### EXERCISE
Rewrite the material below with every "locate" changed to "find" and everything else left as is. Omit the pictures from your answer.

### PROVIDED DATA
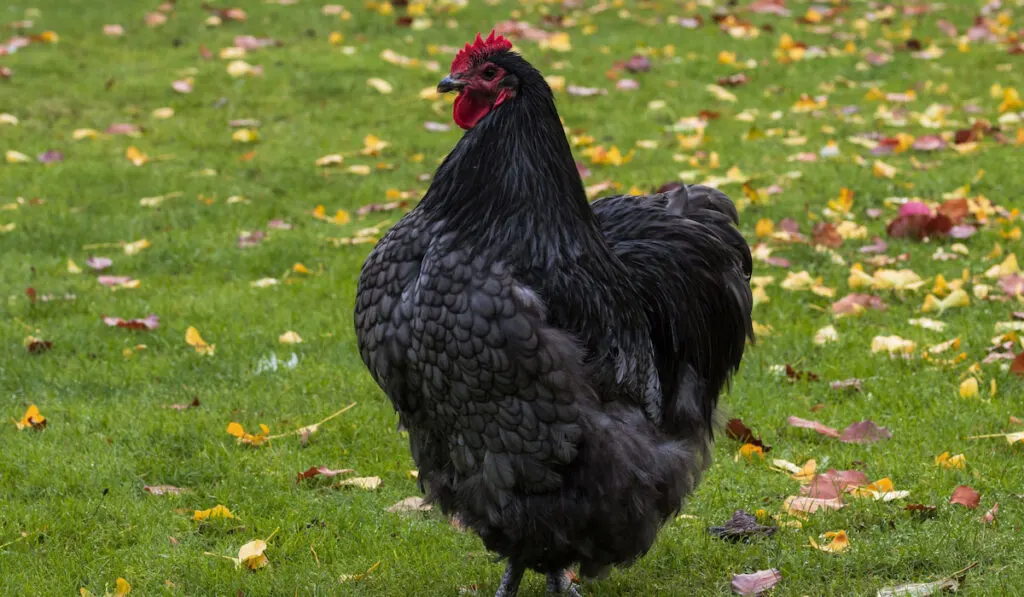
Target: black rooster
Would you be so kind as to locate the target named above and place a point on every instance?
(557, 365)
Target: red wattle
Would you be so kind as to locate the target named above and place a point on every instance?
(469, 110)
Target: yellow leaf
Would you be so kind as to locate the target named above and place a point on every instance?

### TASK RESPONSE
Target: black rooster
Would you be so kind as to find the target named above and place a point on every instance?
(557, 365)
Target: red wattle
Would you be so kind as to find the target named above and place a point on every instance?
(469, 110)
Target: yellow leaf
Would you be so kind as to find the target named above and place a point on every instance?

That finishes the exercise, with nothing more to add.